Write out, word for word, only the lines of the material below that run from the line containing "Mark every instance of the brown soil" through the line containing "x=332, y=175", both included.

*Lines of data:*
########################################

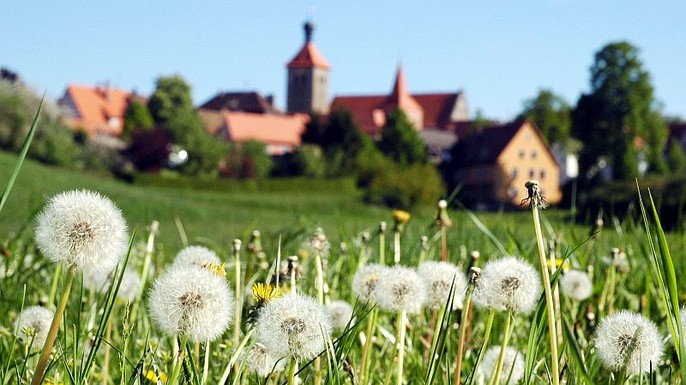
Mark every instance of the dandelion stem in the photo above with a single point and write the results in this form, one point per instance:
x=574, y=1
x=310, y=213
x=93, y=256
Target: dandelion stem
x=550, y=305
x=463, y=333
x=54, y=328
x=495, y=376
x=366, y=351
x=402, y=321
x=292, y=368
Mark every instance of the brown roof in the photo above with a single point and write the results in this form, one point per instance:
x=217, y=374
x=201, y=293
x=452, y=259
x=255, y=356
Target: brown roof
x=308, y=57
x=244, y=126
x=250, y=101
x=100, y=110
x=484, y=146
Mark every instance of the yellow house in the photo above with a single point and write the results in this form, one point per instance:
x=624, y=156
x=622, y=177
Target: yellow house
x=493, y=164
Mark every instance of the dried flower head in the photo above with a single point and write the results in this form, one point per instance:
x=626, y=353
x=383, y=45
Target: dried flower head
x=401, y=288
x=33, y=324
x=576, y=284
x=83, y=230
x=294, y=326
x=196, y=255
x=366, y=279
x=513, y=365
x=341, y=314
x=192, y=301
x=261, y=362
x=627, y=340
x=508, y=283
x=440, y=278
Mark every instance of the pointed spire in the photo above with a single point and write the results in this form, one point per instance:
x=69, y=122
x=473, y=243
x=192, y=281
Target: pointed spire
x=309, y=29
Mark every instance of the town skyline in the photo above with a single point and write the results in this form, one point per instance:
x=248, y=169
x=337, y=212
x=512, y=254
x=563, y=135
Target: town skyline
x=499, y=63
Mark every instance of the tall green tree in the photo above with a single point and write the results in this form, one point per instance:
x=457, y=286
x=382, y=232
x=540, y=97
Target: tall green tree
x=552, y=115
x=400, y=140
x=172, y=95
x=618, y=121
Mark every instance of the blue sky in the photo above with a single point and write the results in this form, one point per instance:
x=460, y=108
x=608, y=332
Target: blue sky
x=500, y=52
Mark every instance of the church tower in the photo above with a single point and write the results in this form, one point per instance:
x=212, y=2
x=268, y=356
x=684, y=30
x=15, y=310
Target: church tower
x=308, y=78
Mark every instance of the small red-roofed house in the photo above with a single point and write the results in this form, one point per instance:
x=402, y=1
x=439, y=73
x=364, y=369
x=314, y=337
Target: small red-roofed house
x=493, y=164
x=280, y=133
x=96, y=110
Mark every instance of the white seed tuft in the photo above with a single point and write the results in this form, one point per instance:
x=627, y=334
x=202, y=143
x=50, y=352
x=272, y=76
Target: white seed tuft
x=82, y=229
x=34, y=322
x=627, y=340
x=401, y=288
x=192, y=301
x=508, y=283
x=440, y=278
x=293, y=326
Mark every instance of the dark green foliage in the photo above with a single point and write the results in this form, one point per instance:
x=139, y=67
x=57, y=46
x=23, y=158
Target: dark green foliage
x=400, y=140
x=619, y=109
x=551, y=114
x=676, y=158
x=172, y=96
x=137, y=116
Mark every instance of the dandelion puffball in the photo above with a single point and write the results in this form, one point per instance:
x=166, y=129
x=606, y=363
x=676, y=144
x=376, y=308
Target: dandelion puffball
x=191, y=301
x=508, y=283
x=440, y=278
x=341, y=314
x=576, y=284
x=628, y=339
x=401, y=289
x=513, y=365
x=366, y=280
x=294, y=326
x=83, y=230
x=34, y=322
x=197, y=256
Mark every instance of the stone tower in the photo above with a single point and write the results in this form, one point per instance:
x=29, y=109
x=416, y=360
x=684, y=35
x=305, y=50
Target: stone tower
x=308, y=78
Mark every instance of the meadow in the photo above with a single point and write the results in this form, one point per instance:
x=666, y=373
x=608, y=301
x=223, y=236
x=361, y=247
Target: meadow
x=392, y=337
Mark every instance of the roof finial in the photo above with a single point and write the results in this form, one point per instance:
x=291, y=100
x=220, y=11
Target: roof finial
x=309, y=28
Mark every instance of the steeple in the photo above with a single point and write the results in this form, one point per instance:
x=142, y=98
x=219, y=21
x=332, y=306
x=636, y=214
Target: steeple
x=308, y=74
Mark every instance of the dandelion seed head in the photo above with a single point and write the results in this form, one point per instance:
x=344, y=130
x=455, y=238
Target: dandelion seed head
x=192, y=301
x=197, y=256
x=294, y=326
x=366, y=279
x=34, y=322
x=513, y=365
x=439, y=278
x=340, y=313
x=576, y=284
x=508, y=283
x=401, y=288
x=627, y=339
x=82, y=229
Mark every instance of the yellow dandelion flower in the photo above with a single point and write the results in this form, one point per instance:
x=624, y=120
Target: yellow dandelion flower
x=151, y=376
x=264, y=292
x=401, y=217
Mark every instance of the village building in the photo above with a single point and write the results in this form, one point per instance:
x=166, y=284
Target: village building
x=493, y=164
x=96, y=110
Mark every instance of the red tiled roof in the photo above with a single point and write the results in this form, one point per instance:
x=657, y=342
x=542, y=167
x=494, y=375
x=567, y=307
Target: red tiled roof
x=308, y=57
x=265, y=128
x=100, y=109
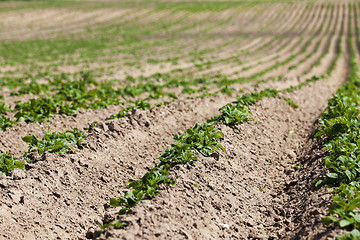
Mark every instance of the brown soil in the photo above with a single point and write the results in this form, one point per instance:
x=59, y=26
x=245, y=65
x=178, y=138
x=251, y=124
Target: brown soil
x=253, y=191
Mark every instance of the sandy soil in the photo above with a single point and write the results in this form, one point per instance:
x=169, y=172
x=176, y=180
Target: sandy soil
x=253, y=191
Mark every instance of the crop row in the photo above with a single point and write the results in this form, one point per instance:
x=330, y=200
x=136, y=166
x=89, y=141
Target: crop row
x=202, y=139
x=338, y=133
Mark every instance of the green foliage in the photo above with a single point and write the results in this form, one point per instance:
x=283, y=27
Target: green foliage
x=36, y=110
x=8, y=163
x=339, y=134
x=139, y=104
x=6, y=122
x=232, y=115
x=31, y=88
x=57, y=142
x=199, y=139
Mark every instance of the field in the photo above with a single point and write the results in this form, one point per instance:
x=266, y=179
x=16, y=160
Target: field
x=171, y=119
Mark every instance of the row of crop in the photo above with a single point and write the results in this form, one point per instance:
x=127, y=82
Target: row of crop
x=272, y=44
x=328, y=43
x=316, y=48
x=202, y=139
x=338, y=133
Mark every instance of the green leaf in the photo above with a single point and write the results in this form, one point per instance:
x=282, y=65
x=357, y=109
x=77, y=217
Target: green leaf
x=27, y=139
x=344, y=223
x=329, y=219
x=332, y=175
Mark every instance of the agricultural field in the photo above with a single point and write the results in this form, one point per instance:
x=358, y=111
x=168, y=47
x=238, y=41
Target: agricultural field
x=171, y=119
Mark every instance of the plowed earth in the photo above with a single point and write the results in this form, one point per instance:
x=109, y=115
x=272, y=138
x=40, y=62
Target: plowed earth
x=253, y=191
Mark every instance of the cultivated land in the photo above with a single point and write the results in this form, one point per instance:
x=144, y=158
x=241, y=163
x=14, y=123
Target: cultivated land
x=179, y=120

########################################

*Task response:*
Mark every instance of the brown soil in the photo above with a single point and write the results in this form, one point per instance:
x=59, y=26
x=245, y=65
x=178, y=138
x=251, y=124
Target: brown soil
x=253, y=191
Mark every instance of the sandy soil in the photo above with a single point and write the results in this form, one point per instance:
x=169, y=172
x=176, y=180
Target: sandy soil
x=253, y=191
Mark every instance of the crop row in the photo above with a single point and write the results in this form, one point per instance:
x=330, y=200
x=136, y=166
x=89, y=141
Target: crop row
x=202, y=139
x=338, y=133
Mark every instance of the green foliage in the photo above with a single point and write the results in this form, one point per instance:
x=283, y=27
Target: green foliage
x=36, y=110
x=8, y=163
x=339, y=134
x=139, y=104
x=6, y=122
x=232, y=115
x=31, y=88
x=57, y=142
x=199, y=139
Mark every instance of the field in the photo above with a single point and write the results in this form, one point per instance:
x=266, y=179
x=16, y=160
Target: field
x=171, y=119
Mark every instance of the row of crop in the photo above with a single point and write the results in this form, one point per instance:
x=127, y=82
Target: row of crop
x=272, y=44
x=328, y=43
x=316, y=48
x=202, y=139
x=338, y=133
Mark every instance of the green leaf in the photo above with a single point and write the results in this form, one point per instance:
x=282, y=65
x=357, y=109
x=77, y=217
Target: green leaf
x=27, y=139
x=344, y=223
x=329, y=219
x=332, y=175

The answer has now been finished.